## YOUR INSTRUCTIONS
Pick up the commentary on Donald Trump's cabinet, shown below ahead of the listing, and continue it from its final sentence.

## PASSAGE TO READ
━━━━━━

Any time a new administration comes into office, there will be some complaining about the new president’s cabinet picks. But we’re seeing something extraordinary happening now. Donald Trump’s cabinet brings with it a combination of ethical problems, inexperience, hostility to the missions of the departments its members are being called to lead, and plain old ignorance that is simply unprecedented.

This is shaping up to be nothing less than the worst cabinet in American history.

As just one colorful example, let’s look at this report in today’s New York Times about Rick Perry, who will be Secretary of Energy. The change from the leadership under Barack Obama is already striking: the current secretary, Ernest Moniz, is a respected nuclear physicist who also came to the job with significant experience managing scientific institutions, and he’ll be succeeded by someone who advocated eliminating the department, although in his defense Perry couldn’t quite remember that it was the one he wanted to get rid of (that famous “Oops” moment). But it’s even worse than that:

When President-elect Donald J. Trump offered Rick Perry the job of energy secretary five weeks ago, Mr. Perry gladly accepted, believing he was taking on a role as a global ambassador for the American oil and gas industry that he had long championed in his home state.
In the days after, Mr. Perry, the former Texas governor, discovered that he would be no such thing — that in fact, if confirmed by the Senate, he would become the steward of a vast national security complex he knew almost nothing about, caring for the most fearsome weapons on the planet, the United States’ nuclear arsenal.

So Perry advocated dismantling the Department of Energy as a candidate in 2012 despite having no idea what the department actually does. But don’t worry — he has recently become aware that his job will not in fact consist of traveling around the world telling people how great oil is. “After being briefed on so many of the vital functions of the Department of Energy,” Perry now says, “I regret recommending its elimination.” Good to know.

Donald Trump has now assembled his Cabinet. Here's a look at the people he has put in the country's most powerful positions. (Video: Deirdra O'Regan/The Washington Post)

That’s just the beginning. Let’s run through some of the other highlights of the Trump cabinet and cabinet-level appointees:

  • Steven Mnuchin, Secretary of the Treasury: Mnuchin has never served in government and has no experience in setting macroeconomic policy, but he did lead Donald Trump’s fundraising effort. In advance of his confirmation hearing, Mnuchin “failed to disclose his interests in a Cayman Islands corporation as well as more than $100 million in personal assets.”
  • Tom Price, Secretary of Health and Human Services: Rep. Price, a doctor who has taken a particular interest in legislating on health care, has a habit of trading in health care stocks that are affected by the legislation he writes; he also recently got a “sweetheart deal” on stock in a foreign biotech firm.
  • Betsy DeVos, Secretary of Education: DeVos, a billionaire Republican donor, has spent much of her adult life attempting to destroy public education in America. Despite that work, at her confirmation hearing she displayed a shocking ignorance of basic issues in education policy, though she did opine that schools should be able to have guns in them to ward off grizzly bear attacks.
  • Andrew Puzder, Secretary of Labor: If Trump had searched America to find the individual most hostile to the rights of workers, he could not have done much better than Puzder, the CEO of a fast-food company. The man who will be responsible for safeguarding workers’ rights is an ardent opponent of minimum wage increases and laws mandating things like break time and overtime pay; his company has been repeatedly cited for wage theft.

━━━━━━

## DATA SHOWN

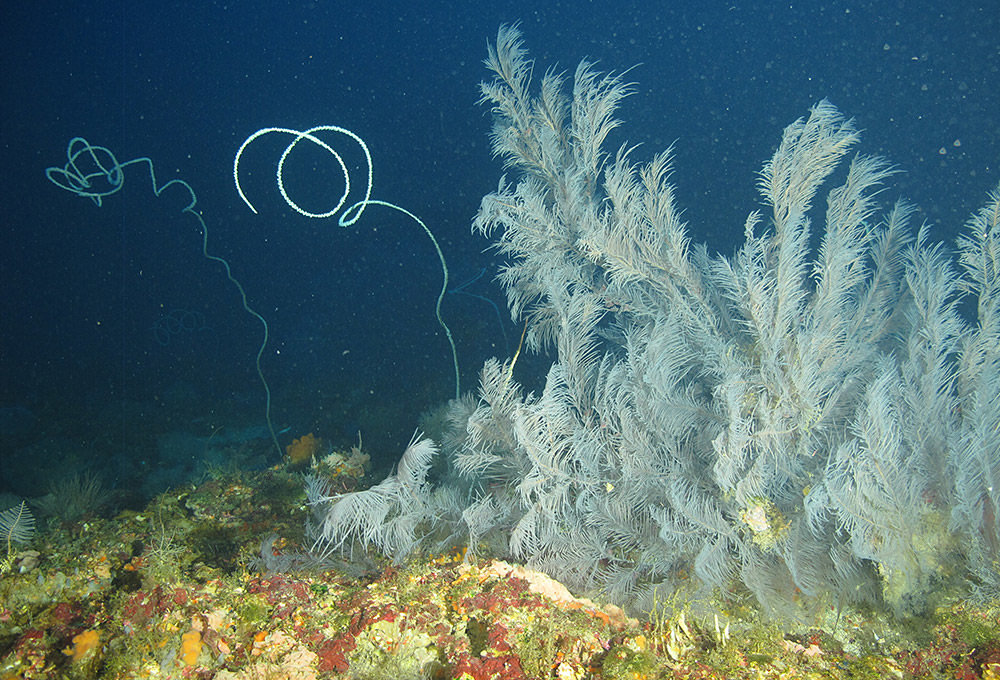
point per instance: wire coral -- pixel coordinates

━━━━━━

## ANSWER TO THIS EXERCISE
  • Ben Carson, Secretary of Housing and Urban Development: The former presidential candidate, who has precisely zero experience in housing policy, was apparently appointed to lead this department because he’s one of the few African-Americans Donald Trump has met.
  • Mick Mulvaney, Director of the Office of Management and Budget: Mulvaney was just revealed to have employed a nanny without paying payroll taxes for her, to the tune of over $15,000.
  • Wilbur Ross, Secretary of Commerce: The billionaire investor just realized that one of the dozen or so household staff he employs was undocumented.
  • Ryan Zinke, Secretary of the Interior: Rep. Zinke is a former Navy Seal whose career was hampered by the fact that he was caught repeatedly billing the government for personal trips home which he falsely claimed were for the purpose of scouting training locations.
  • Scott Pruitt, Administrator of the Environmental Protection Agency: Like Puzder and DeVos, Pruitt seems to have been chosen for his fervent opposition to the mission of the agency he’ll be leading. As Attorney General of Oklahoma, he sued the EPA multiple times over its efforts to enforce environmental laws. In his confirmation hearings, he refused to commit to recuse himself from the cases among those that are still open, in the apparent belief that there isn’t anything wrong with essentially being both plaintiff and defendant in a lawsuit. When asked about lead poisoning, a vital and longstanding environmental issue that gained new urgency with the poisoning of the water in Flint, MI, he said that he had “not looked at the scientific research on that.”
  • Michael Flynn, National Security Adviser: Flynn, an ardent Islamophobe and purveyor of lunatic conspiracy theories, was fired from his last job in government because of mismanagement.
  • Rex Tillerson, Secretary of State: Tillerson has no government or diplomatic experience, though he has been to many countries that have oil.
  • Nikki Haley, United Nations Ambassador: Haley’s foreign policy experience consists of going on a couple of trade missions as governor of South Carolina.

That’s not to mention the sub-cabinet appointments who are already in trouble, like the Army secretary who punched out a concession worker at a horse auction or the national security spokesperson revealed as a plagiarist, nor the fact that Trump’s senior adviser used to run a white nationalist web site and the President-elect intends to employ his family members, all while insisting again and again that ethics laws don’t apply to him.

While prior presidents have had some miserable appointments — James Watt and Anne Gorsuch in the Reagan administration, Michael “Heckuva Job” Brown and Alberto Gonzales in George W. Bush’s — never before has one president assembled such a remarkable collection of individuals who are either unqualified for their jobs, devoted to subverting their agencies, or both, not to mention the ethical questions that will continue to swirl around this administration.

We expect the Republican contempt for government to be evident to some degree in the appointments of any GOP administration. But Donald Trump has truly blazed a new trail with the people he has gathered around him. One can only imagine the damage they’re going to do.